### PROBLEM DETAILS
Every line from the one containing "Can you find the skateboard wheel" to the final line of the material below must be reproduced exactly; leave out all other lines.

### MATERIAL FOR THIS EXERCISE
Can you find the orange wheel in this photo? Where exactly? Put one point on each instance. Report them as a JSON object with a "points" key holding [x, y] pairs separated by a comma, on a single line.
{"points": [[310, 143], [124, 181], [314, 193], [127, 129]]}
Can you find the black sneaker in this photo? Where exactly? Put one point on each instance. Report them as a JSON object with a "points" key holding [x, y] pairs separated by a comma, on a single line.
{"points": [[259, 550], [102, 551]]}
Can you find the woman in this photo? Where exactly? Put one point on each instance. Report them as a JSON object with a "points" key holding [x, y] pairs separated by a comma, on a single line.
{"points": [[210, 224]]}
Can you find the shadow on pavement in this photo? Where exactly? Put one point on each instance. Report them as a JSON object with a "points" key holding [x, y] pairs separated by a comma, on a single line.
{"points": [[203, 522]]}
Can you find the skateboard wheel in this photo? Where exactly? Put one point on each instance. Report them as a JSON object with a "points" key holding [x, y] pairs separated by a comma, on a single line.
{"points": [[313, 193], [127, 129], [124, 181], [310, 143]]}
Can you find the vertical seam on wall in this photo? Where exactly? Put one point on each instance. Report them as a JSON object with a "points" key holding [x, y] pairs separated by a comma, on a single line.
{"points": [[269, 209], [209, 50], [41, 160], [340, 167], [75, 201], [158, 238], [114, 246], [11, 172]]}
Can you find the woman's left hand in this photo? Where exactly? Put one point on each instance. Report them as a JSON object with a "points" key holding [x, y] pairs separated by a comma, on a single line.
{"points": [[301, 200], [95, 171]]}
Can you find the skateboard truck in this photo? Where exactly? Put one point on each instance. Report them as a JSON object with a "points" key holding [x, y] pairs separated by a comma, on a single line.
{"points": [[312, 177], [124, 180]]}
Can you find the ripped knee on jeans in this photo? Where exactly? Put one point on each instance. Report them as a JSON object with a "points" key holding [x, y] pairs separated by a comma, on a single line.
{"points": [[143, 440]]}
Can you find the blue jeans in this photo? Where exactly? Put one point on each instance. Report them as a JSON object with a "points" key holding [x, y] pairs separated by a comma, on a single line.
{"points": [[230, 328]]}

### RESPONSE TO THE TASK
Can you find the skateboard wheel in this photo? Where exactly? Put one point on each instance. Report them as a JSON object with a "points" key holding [x, y] pairs separated by a comma, on a single line.
{"points": [[313, 193], [127, 129], [124, 181], [310, 143]]}
Can you find the vertical seam on wall in this photo? Where exactly? Put one point on each instance. Report them as a JSON object with a "points" key holding [x, y] pairs separated by a comma, on a single line.
{"points": [[269, 209], [209, 50], [41, 160], [340, 167], [75, 201], [158, 238], [114, 246], [11, 172]]}
Can you find the woman's left hand in this photo? Where exactly? Put one point on each instance. Report them as a JSON object with a "points" key holding [x, y] pairs separated by a comma, on a single line.
{"points": [[301, 200], [95, 171]]}
Can you find the skateboard truck in this photo? Where exactly? Put one point on each instance. Report them as a JSON object with a "points" key holding [x, y] pairs separated by a comma, on a single line.
{"points": [[312, 177], [124, 180]]}
Can you find the ripped knee on jeans in this photo? Where exactly? Put one point on each instance. Report them as a JSON object with a "points" key holding [x, y] pairs separated by a comma, on a single line.
{"points": [[143, 440]]}
Can you find the blue jeans in this photo? Where exactly? Put one point on each instance. Report them as a JSON object with a "points" key holding [x, y] pairs separated by a comma, on a single line.
{"points": [[230, 328]]}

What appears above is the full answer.